**Exercise objective:** Copy the records word for word. Pictures do not go in.

*** Opening of The data ***

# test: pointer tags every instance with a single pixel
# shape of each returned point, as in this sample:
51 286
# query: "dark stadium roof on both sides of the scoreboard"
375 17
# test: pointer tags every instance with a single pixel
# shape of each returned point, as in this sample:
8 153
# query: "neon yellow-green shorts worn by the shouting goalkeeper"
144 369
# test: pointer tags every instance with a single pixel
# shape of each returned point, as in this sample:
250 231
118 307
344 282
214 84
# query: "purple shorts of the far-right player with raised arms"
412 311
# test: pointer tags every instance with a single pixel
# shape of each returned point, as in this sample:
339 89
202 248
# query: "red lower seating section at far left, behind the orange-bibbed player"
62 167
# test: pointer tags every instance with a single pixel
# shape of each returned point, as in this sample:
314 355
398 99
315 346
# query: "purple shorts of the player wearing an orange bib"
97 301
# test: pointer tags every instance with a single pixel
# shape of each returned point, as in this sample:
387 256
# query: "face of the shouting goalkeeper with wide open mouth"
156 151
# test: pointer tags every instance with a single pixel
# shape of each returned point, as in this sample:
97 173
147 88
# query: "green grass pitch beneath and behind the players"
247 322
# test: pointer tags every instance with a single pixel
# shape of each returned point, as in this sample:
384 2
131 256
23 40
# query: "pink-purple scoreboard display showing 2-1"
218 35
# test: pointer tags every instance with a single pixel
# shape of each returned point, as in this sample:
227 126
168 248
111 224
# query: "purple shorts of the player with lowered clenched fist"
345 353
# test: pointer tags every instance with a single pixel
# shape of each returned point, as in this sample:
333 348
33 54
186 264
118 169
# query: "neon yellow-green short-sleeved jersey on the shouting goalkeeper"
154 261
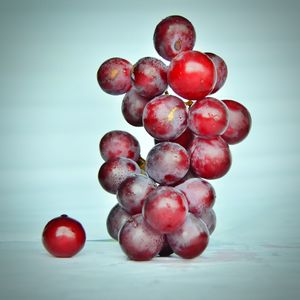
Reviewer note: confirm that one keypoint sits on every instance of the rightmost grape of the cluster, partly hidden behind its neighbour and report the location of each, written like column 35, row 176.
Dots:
column 239, row 122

*** Close of The data ***

**Solved exercise:**
# test: pointer tags every instance with a single pixel
# shape of each returned point, as in this sample:
51 286
# query: "dark stadium roof on both sides of the scoreboard"
375 17
# test: pointer tags every instance with a single pixel
# shape of each returned point, as in this sample:
8 153
# query: "neon yellow-green shorts worn by the shouting goalkeeper"
144 369
# test: pointer tags every instance with a single pixel
# shape of each returned point, as in this sample:
250 231
118 307
344 282
214 84
# query: "purple shorts of the far-right player with raised arms"
412 311
# test: pointer tags every instance with a single pixel
# shape of each returned point, as in this sample:
339 89
202 248
# query: "red lower seating section at far left, behind the orange-bibbed player"
62 167
# test: pointer tags every instance with a single pixel
# shape of each returned point, as in this sample:
314 355
398 99
315 346
# query: "purple shorts of the player wearing an orange bib"
97 301
# test: pointer tags every instance with a single pixel
# shape of each returned point, as in this sample:
387 256
# query: "face of the shouting goalkeeper with wide open mouth"
156 151
# test: pointer tags every instance with a single pixel
# shape of each returned point, as in this sample:
97 173
147 88
# query: "green grass pitch beneath and behind the players"
247 322
# test: pointer tags every instance with a single pixel
# shape of each returned point, as in this sample:
384 2
131 256
23 40
# query: "pink-purple scoreboard display showing 2-1"
218 35
# test: pointer tags every instance with a single pixel
# shape of each returned point, as in this sample:
227 126
168 248
111 224
# query: "purple shorts of the player with lowered clenched fist"
345 353
# test: pointer tags every instance with a single pixel
# shape of each returned point, as in this sample:
333 348
33 54
186 264
118 169
# query: "neon yellow-green short-sleeved jersey on the shouting goalkeeper"
154 261
Reviewer note: confirm that one keypoint sits on every instance of the rightmost grape of the cluster, partly hidden behind its neighbour and report the location of each, written like column 35, row 176.
Dots:
column 239, row 122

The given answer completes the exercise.